+++ Raw data +++

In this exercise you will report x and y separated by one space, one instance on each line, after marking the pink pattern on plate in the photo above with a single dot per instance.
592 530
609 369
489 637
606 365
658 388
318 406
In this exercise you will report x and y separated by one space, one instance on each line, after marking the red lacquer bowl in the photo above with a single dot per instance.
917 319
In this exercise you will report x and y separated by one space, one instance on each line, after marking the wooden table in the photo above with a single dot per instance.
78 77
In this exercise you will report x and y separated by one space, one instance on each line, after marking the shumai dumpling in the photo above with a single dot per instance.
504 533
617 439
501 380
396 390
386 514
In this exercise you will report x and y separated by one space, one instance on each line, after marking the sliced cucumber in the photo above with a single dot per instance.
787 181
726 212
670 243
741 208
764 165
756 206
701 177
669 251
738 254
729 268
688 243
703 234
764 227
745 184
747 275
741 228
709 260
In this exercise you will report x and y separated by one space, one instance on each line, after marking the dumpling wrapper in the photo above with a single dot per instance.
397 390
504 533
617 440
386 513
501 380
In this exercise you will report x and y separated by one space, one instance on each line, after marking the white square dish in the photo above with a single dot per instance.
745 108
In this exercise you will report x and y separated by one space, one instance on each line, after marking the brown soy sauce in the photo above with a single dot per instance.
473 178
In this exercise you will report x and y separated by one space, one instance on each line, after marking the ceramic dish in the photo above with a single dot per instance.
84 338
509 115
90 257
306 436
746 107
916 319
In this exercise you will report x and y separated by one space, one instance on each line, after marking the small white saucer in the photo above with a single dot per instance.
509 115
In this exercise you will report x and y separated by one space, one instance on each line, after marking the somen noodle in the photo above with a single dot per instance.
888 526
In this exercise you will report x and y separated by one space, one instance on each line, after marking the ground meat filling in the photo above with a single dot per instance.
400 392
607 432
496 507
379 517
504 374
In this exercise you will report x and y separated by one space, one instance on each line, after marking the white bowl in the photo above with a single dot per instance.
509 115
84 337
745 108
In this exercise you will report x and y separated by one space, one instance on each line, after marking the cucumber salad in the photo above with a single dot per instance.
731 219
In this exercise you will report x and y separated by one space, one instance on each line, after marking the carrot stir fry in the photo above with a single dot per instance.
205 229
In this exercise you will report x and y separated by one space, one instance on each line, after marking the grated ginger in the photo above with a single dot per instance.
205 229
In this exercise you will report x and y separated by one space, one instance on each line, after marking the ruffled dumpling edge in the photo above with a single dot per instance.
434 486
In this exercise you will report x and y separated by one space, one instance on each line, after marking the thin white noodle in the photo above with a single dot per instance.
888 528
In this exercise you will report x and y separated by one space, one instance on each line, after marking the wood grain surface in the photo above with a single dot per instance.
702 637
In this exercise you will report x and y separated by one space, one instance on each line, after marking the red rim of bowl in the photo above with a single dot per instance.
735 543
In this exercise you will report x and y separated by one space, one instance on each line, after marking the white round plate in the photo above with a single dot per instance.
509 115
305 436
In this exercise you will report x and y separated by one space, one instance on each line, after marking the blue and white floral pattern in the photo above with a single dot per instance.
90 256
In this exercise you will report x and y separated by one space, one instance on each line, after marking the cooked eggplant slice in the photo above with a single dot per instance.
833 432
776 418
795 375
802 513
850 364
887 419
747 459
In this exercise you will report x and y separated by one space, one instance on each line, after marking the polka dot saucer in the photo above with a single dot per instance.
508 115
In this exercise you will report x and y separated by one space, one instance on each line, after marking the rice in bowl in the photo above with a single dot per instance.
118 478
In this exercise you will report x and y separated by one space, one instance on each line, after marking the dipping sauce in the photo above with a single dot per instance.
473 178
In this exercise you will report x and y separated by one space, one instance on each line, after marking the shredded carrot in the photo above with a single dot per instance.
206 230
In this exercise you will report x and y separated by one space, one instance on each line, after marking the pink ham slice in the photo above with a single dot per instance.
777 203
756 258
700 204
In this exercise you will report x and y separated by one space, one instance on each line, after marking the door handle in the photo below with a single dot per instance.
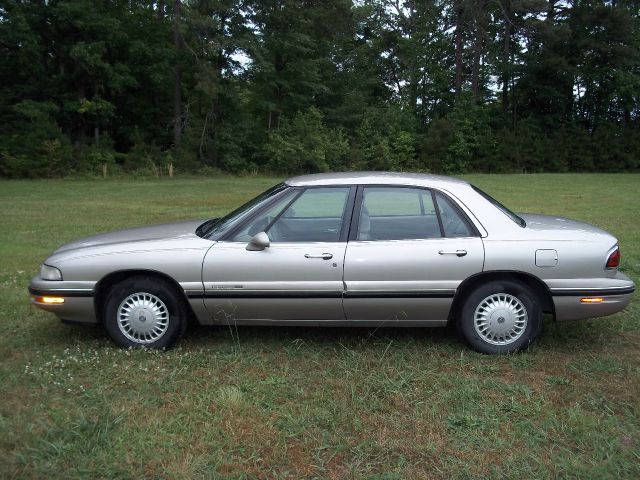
458 253
324 256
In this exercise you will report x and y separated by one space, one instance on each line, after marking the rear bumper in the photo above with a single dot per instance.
609 297
76 302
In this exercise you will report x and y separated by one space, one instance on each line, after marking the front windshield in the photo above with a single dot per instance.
214 229
519 220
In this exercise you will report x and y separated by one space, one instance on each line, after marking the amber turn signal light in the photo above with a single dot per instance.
592 300
50 300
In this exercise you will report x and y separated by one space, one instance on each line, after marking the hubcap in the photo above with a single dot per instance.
143 318
500 319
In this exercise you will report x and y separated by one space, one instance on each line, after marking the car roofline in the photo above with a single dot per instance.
373 178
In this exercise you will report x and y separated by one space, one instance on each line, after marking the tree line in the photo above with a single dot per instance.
292 86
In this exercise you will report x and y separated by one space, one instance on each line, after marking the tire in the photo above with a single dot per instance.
144 311
500 317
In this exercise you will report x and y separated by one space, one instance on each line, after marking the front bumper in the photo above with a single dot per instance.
589 300
76 305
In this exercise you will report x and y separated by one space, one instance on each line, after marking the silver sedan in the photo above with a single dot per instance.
359 249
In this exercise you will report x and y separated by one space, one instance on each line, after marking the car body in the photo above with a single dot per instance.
357 248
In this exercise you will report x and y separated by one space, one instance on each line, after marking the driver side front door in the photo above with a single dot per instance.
298 277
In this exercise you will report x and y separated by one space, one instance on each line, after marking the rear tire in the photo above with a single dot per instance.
500 317
144 311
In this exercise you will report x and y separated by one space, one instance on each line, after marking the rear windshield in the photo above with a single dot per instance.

+++

- Given instruction:
Omit every picture, then reproduce the rest of the listing exactly.

- Response to this exercise:
In this exercise you will report x and y separated by one space, one instance on each line, after marking the pink pattern on plate in the photo above with a single dot per instance.
592 530
609 369
489 637
606 365
658 388
318 406
In this exercise you will report x and y separated by one space, one instance on each line, after marking the red lacquer bowl in the photo above with a single dot per instance.
917 319
In this exercise you will report x and y separated by one space, one instance on each line, after marking the wooden table in the photo above with a single dot per instance.
78 77
In this exercise you will report x and y separated by one space, one instance on each line, after marking the shumai dumpling in the photo above with a single dot per instance.
504 533
617 439
501 380
396 390
386 514
In this exercise you will report x and y separated by one space, one instance on each line, after marking the sliced cucumber in the photo above with a single dot per instance.
787 181
726 212
670 243
741 208
764 165
756 206
701 177
669 251
738 254
729 268
688 243
703 234
764 227
745 184
747 275
741 228
709 260
In this exercise you will report x and y separated by one space, one instance on each line, after marking the dumpling wrapper in the photo above with a single dot per instance.
397 390
504 533
617 440
386 513
501 380
In this exercise you will report x and y separated by one space, one instance on each line, after marking the white square dish in the photo above with a single dot per instance.
745 108
In this exercise you will report x and y separated by one space, one instance on each line, after marking the brown soy sauce in the photo above with a single dot per instance.
473 178
In this exercise you will report x and y separated by one space, one instance on each line, after marking the ceramic dish in the photo above with a single dot per instance.
84 338
509 115
90 257
306 436
746 107
916 319
In this exercise you will report x and y separated by one space, one instance on each line, after marking the small white saucer in the photo above with a single dot per instance.
509 115
In this exercise you will report x and y separated by one space, one instance on each line, after marking the somen noodle in the photo above with a single dot per instance.
888 526
In this exercise you will report x and y separated by one space, one instance on each line, after marking the ground meat filling in the photo above with a single dot per instance.
400 392
607 432
496 507
379 517
504 374
In this exercise you will report x and y separated by one space, one instance on each line, after marking the white bowl in the photo above with a single dot per instance.
509 115
84 337
745 108
In this exercise you will report x and y separated by one space, one instance on each line, after marking the cucumber salad in the photo above with a single dot per instance.
731 219
In this exercise you will report x and y separated by one space, one instance on each line, after marking the carrot stir fry in the photo above with a single dot per instance.
205 229
In this exercise you will report x and y separated by one space, one instance on each line, after marking the grated ginger in the photo above with a single dot per instance.
205 229
In this exercise you will report x and y separated by one space, one instance on each line, after marking the ruffled dumpling edge in the photo above with a single dot per instance.
434 486
In this exercise you will report x and y separated by one space, one instance on each line, after marking the thin white noodle in the photo above with a single dot per instance.
888 528
In this exercise you will report x and y separated by one space, one instance on each line, after marking the wood grain surface in the photo above with a single dot per instance.
702 637
In this exercise you will report x and y separated by one space, one instance on each line, after marking the red rim of bowl in the photo above with a single dot per instance.
735 543
In this exercise you will report x and y separated by one space, one instance on each line, after marking the white round plate in the photo above with a single dot per instance.
509 115
305 436
In this exercise you will report x and y separated by one space, one instance on each line, after marking the blue and white floral pattern in the photo above with a single dot per instance.
90 256
In this exercise you will report x and y separated by one space, one instance on each line, after marking the cooked eggplant slice in the photo above with a single dot per instance.
833 432
776 418
795 375
802 513
850 364
887 419
747 459
In this exercise you will report x and y separated by one space, one instance on each line, after marking the polka dot saucer in the photo above with a single dot per instance.
508 115
In this exercise you will report x and y separated by one space, one instance on each line, after marking the rice in bowl in the photo above with a single dot per instance.
118 478
In this exercise you will report x and y separated by one space, one instance on each line, after marking the dipping sauce in the photo above with a single dot per instance.
473 178
In this exercise you will report x and y separated by one space, one instance on each line, after marking the shredded carrot in the photo above with a single dot per instance.
206 230
In this exercise you will report x and y separated by one space, one instance on each line, after marking the pink ham slice in the photo above with a single dot per instance.
777 203
756 258
700 204
In this exercise you will report x and y separated by one space, one instance on each line, after marking the door handle in the photo below with a single dot per instance.
458 253
324 256
In this exercise you will report x and y separated by one space, one instance on each line, after marking the rear bumper in the photo above with a single dot per instance.
609 297
76 302
In this exercise you will report x and y separated by one space, one instance on each line, after marking the front windshield in the photo above with a single dot per instance.
214 229
519 220
In this exercise you will report x and y separated by one space, one instance on each line, after marking the amber turn signal light in the photo above with a single dot per instance.
592 300
50 300
In this exercise you will report x and y separated by one space, one instance on each line, after marking the hubcap in the photo above with a single dot per instance.
143 318
500 319
In this exercise you will report x and y separated by one space, one instance on each line, after marking the car roofline in the photo above with a single dot per instance.
373 178
In this exercise you will report x and y separated by one space, one instance on each line, after marking the tree line in the photo above with a single dot per instance.
292 86
In this exercise you will report x and y separated by one space, one instance on each line, after marking the tire in the photo above with a single dot per instance.
144 311
500 317
In this exercise you will report x and y separated by one space, one instance on each line, after marking the front bumper in the photo above with a single dot per instance.
589 300
76 305
In this exercise you will report x and y separated by one space, one instance on each line, after marking the silver sedan in the photo above with a single dot per instance.
359 249
In this exercise you will report x and y separated by one space, one instance on each line, after marking the car body in the photo above with a single dot per instance.
357 248
In this exercise you will report x and y separated by one space, one instance on each line, after marking the driver side front door in the photo above with a single dot per instance.
298 277
In this exercise you will report x and y separated by one space, one instance on each line, after marking the rear tire in the photo above with a single dot per instance.
500 317
144 311
In this exercise you will report x and y separated by one space, one instance on each line, after marking the rear windshield in the photo above with a single dot per instance.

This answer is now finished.